I recently went to a dive bar on the Upper West Side to attend a happy-hour event with Conway, the former Republican. Staffers handed out bright-blue drink tickets as the candidate, wearing a blue business shirt tucked into jeans, walked in with his dog, a corgi named Clyde. Conway is sixty-two and has brought a kind of sniper’s focus to the race: he has vowed to serve only one term, impeach Trump, and then retire.
Conway tried to come up with an issue other than Trump but quickly relapsed back to obsessing about his personal White Whale.
When asked about the most important issue facing New York City today, he said, “Affordability,” yet this, too, was connected to Trump. “How do you spend a billion dollars on a ballroom?” Conway asked. “It’s insane. We spent all this money to refurbish this 747 he got from Qatar.”
However, as far gone as Conway appears in mental stability he seems to have strong competition in the lack of sanity department from JFK's grandson, Jack Kennedy Schlossberg whose bloated narcissism could be more inflated than Conway's TDS:
Schlossberg was the hardest candidate to get a hold of. Perhaps in a nod to the demographics of the district, the candidate, who is thirty-three, has said that he has “the soul of an eighty-five-year-old man, who loves to read and listen to music and hang out with his parents.” In a speech at an assisted-living facility in March, Schlossberg summed up his campaign as being about “past, present, and future.” In the past, he said, people “believed in the federal government, and Congress was competent.” He was the future.
His main strength, Schlossberg argues, is not his family but his wit. Before launching his bid for Congress, he made popular social-media videos that were edgy, attention-grabbing, and deeply ironic, with a somewhat himbo persona. (On the way to one campaign event, I looked at my phone to see that Schlossberg had tweeted, with no apparent context, “Men are becoming less physically attractive according to recent studies . . . Do you agree ?”) He has framed this as a form of pro-Democratic political communication, seizing the airwaves from Republicans and Trump.

Given entries:

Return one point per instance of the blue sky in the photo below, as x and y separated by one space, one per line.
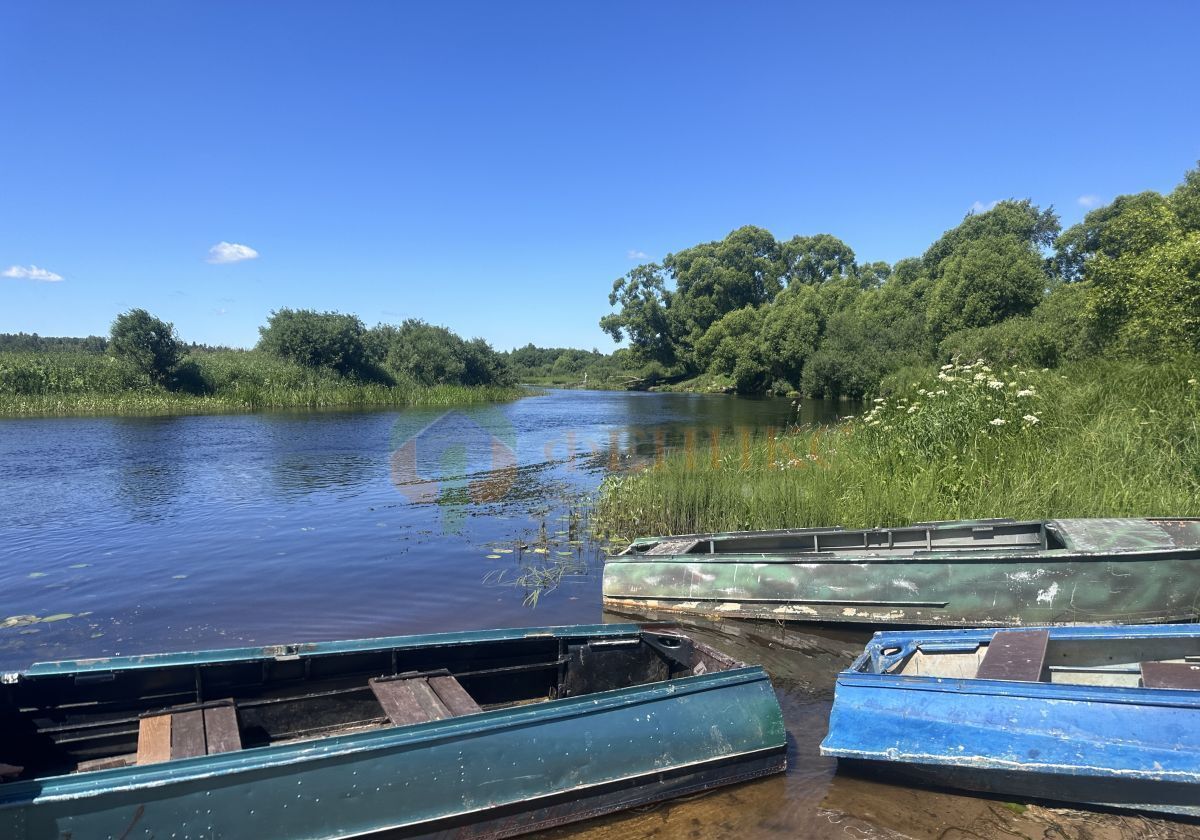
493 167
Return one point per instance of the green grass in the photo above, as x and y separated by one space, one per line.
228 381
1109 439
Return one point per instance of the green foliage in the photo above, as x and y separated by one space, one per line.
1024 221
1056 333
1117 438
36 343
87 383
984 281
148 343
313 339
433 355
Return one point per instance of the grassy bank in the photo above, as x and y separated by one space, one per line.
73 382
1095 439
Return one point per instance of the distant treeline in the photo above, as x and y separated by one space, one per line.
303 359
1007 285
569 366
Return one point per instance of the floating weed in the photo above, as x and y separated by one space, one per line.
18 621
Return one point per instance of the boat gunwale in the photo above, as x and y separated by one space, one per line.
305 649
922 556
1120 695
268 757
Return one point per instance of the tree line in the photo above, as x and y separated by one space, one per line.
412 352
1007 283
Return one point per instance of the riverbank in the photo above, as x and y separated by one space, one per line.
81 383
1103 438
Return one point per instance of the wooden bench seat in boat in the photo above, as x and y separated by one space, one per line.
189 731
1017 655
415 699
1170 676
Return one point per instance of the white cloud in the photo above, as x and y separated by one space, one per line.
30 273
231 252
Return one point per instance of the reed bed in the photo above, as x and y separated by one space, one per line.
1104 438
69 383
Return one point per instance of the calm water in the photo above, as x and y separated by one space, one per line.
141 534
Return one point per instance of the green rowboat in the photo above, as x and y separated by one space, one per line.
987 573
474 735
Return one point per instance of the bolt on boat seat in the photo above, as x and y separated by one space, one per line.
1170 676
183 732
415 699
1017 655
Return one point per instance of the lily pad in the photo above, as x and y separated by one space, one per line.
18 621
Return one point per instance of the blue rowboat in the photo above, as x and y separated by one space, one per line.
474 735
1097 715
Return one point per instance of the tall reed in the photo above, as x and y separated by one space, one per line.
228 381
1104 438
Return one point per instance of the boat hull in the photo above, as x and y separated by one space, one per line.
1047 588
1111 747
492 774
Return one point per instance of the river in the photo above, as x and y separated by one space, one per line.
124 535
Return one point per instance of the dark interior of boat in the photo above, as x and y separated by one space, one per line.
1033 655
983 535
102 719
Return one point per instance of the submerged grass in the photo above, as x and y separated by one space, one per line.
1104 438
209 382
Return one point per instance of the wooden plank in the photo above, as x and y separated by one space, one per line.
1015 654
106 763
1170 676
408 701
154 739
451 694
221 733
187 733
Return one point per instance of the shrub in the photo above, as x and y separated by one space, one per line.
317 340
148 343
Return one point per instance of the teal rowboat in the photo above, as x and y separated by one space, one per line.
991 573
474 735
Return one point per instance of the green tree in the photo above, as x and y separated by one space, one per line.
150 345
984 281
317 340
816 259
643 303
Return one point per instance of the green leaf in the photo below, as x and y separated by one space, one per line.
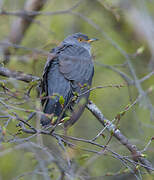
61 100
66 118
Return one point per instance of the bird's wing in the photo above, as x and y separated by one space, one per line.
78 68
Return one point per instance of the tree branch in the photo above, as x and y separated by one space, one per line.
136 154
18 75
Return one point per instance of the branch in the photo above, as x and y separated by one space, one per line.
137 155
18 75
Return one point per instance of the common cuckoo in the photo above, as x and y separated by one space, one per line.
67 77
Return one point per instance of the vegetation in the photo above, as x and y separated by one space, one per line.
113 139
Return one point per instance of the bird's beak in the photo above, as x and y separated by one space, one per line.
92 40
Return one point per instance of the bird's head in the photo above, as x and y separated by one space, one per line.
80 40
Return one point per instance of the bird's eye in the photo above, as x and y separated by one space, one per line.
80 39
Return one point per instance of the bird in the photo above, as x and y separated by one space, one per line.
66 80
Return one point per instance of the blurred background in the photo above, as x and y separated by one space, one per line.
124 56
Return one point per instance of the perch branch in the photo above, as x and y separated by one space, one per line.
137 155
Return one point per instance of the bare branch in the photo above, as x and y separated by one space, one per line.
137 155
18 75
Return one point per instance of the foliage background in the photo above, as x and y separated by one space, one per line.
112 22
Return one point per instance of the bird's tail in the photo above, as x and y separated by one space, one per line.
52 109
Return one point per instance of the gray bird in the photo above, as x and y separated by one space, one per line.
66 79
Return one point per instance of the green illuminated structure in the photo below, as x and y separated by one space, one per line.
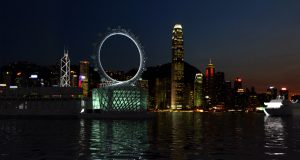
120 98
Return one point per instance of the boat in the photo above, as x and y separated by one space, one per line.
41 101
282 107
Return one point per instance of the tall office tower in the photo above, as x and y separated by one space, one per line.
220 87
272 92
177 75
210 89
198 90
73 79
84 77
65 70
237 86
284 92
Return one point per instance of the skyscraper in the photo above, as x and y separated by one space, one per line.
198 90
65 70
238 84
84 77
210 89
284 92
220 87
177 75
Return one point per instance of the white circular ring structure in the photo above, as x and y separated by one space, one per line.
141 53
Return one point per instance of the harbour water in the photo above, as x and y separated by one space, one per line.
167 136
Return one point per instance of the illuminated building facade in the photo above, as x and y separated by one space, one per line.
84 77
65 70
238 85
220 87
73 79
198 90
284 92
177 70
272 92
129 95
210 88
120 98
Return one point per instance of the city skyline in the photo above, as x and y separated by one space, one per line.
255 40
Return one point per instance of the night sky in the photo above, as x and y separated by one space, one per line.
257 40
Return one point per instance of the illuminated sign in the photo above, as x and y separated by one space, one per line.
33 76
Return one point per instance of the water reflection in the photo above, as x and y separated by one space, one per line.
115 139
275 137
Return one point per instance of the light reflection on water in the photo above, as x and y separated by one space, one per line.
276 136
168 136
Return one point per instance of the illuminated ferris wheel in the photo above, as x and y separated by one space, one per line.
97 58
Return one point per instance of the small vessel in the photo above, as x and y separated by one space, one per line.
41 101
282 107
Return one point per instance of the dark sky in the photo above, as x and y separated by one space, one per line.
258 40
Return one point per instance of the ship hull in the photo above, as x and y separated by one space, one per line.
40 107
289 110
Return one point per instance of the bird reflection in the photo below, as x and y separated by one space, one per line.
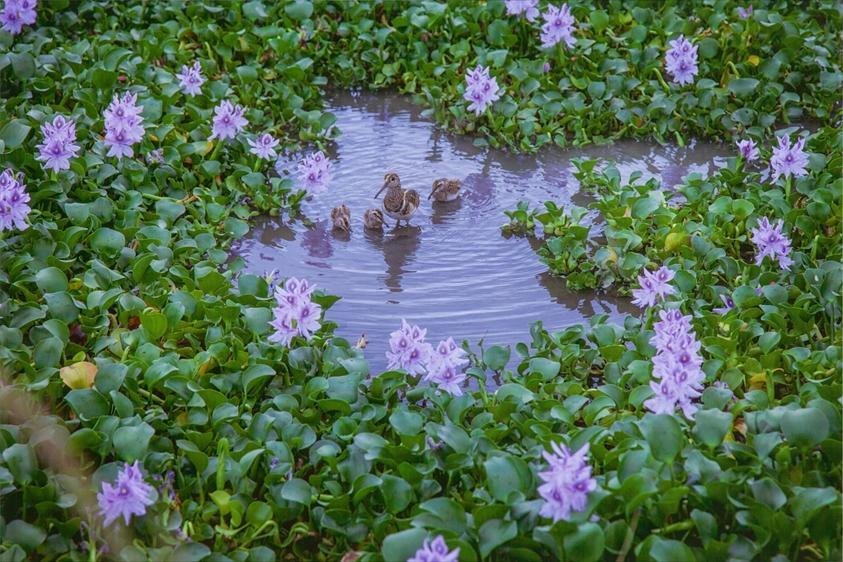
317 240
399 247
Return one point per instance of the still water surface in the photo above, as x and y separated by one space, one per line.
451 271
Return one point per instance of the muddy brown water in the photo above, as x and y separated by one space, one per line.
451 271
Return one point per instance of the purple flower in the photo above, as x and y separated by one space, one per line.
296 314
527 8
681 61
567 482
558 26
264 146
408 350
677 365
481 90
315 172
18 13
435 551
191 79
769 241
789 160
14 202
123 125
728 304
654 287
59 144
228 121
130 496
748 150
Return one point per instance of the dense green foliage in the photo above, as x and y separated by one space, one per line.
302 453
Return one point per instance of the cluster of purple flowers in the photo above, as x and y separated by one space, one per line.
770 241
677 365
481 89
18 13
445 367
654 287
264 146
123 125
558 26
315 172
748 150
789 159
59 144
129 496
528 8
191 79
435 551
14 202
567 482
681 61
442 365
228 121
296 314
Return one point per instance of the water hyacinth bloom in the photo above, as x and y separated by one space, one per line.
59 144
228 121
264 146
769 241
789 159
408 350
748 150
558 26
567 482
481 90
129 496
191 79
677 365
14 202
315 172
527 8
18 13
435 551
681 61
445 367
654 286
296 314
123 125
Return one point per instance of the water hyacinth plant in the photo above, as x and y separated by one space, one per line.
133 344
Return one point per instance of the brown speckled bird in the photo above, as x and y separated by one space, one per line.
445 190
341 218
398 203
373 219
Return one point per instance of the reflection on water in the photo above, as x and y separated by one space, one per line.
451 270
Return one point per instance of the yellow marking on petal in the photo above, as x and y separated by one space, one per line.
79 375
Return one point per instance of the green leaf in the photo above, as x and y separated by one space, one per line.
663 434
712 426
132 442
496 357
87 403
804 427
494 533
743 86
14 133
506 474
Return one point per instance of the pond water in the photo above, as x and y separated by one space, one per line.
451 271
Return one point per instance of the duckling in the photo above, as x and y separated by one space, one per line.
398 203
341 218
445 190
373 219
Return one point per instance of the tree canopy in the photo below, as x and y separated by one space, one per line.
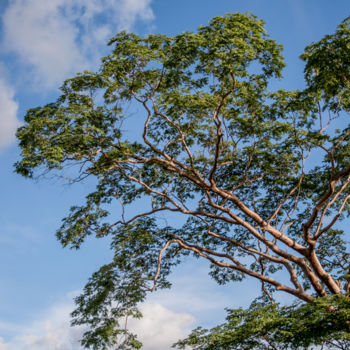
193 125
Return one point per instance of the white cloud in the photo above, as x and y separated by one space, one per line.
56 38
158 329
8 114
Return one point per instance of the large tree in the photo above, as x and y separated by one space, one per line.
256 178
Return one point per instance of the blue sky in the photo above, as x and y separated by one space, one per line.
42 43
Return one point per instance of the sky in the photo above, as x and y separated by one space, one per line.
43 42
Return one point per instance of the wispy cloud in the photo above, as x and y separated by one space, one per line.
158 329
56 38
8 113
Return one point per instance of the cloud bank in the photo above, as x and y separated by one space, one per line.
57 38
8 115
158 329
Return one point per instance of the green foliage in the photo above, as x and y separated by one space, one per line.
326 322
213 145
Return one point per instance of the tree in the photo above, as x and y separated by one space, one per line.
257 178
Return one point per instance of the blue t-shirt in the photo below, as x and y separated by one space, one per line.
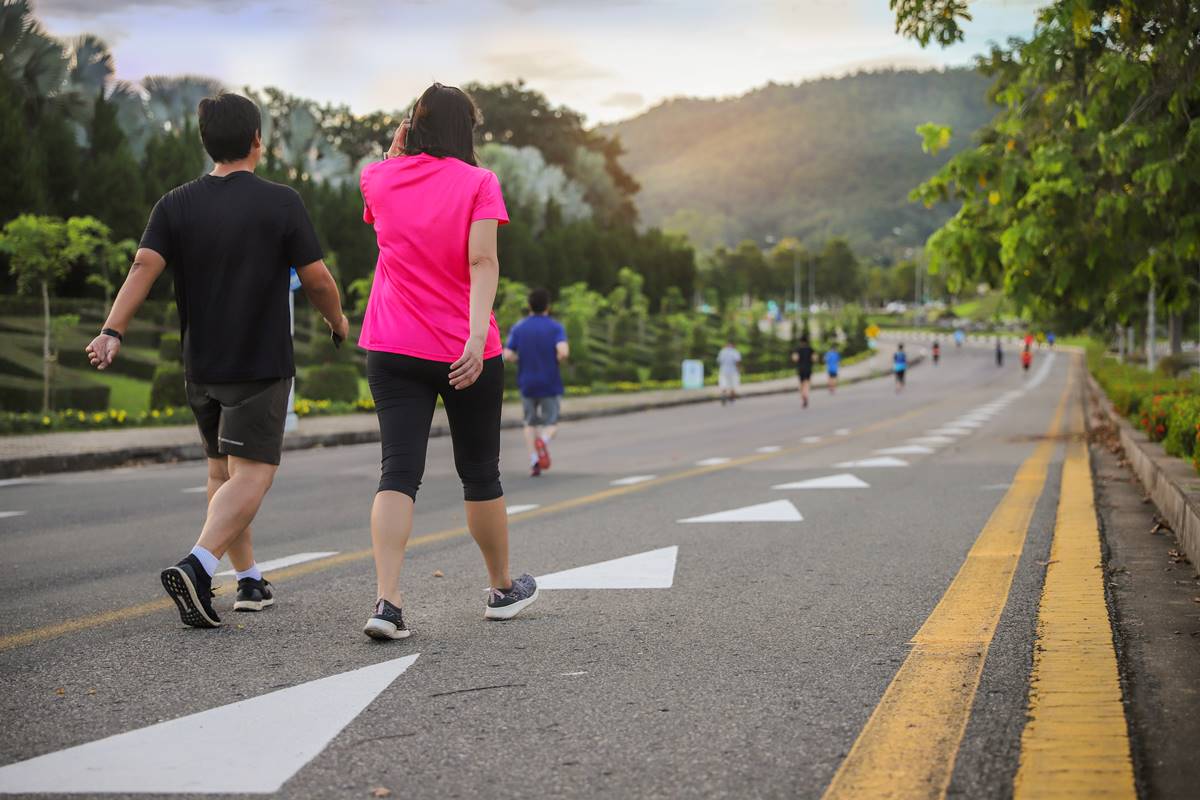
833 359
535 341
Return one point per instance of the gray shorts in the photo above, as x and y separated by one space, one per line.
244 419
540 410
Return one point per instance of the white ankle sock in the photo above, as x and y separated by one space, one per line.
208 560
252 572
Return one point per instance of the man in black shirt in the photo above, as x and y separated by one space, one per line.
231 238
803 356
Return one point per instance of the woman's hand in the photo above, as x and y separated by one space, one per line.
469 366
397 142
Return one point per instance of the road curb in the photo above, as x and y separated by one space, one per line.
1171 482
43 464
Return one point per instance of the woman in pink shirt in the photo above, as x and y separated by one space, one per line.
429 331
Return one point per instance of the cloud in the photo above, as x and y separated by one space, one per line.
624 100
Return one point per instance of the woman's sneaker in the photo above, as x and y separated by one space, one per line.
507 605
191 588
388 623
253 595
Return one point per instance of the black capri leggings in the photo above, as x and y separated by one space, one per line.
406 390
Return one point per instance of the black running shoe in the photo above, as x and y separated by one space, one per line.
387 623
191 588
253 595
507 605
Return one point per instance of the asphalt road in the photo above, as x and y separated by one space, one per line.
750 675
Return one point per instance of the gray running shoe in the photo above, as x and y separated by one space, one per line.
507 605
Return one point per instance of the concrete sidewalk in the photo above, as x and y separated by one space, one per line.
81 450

Requirement: Continue the piece on the Conway and Schlossberg congressional candidates, starting after its last sentence.

Response to the task:
Late in the campaign, I spoke with Schlossberg for a few minutes before he kicked off a rally at Terminal 5, a cavernous venue in Hell’s Kitchen. He told me that he was perhaps unique in the ability to distill information with humor. “In a way,” he said, “other people can’t do both of those things.” I asked him, did he mean the other people in the primary? He told me, “In the whole world.” (He later clarified that he was only being “half serious.”)
Apparently Schlossberg thinks so highly of himself that he expects the nomination to be handed to him on a silver platter without even having to work much for it as Zhou explains about an event that the other candidates including Schlossberg planned to attend:
A few weeks before Election Day, I was invited by the Schlossberg team to join him as he campaigned at a local park on Roosevelt Island, the easternmost point of the district. It was Roosevelt Island Day—an annual celebration of the island—and around me children screamed and jumped in a bounce house shaped like the Roosevelt Island tram.
A little while later...
Schlossberg, a campaign staffer told me eventually, had been held up and wasn’t going to make it.
The good news is that George Conway, along with other candidates, were able to make it to the event with Conway gleefully engaging in his favorite obsession:
One stall at the festival, run by a local Democratic club, featured an “Impeach-O-Wheel”—a gag pinwheel with the faces of Trump officials who should be impeached. A volunteer at the stall told me that Conway had stood at the table and spun it “twenty to thirty times.”
Mental health cleanup in NY CD-12! Thank you, Naaman Zhou, for shining a light on the insanity whether you meant to or not.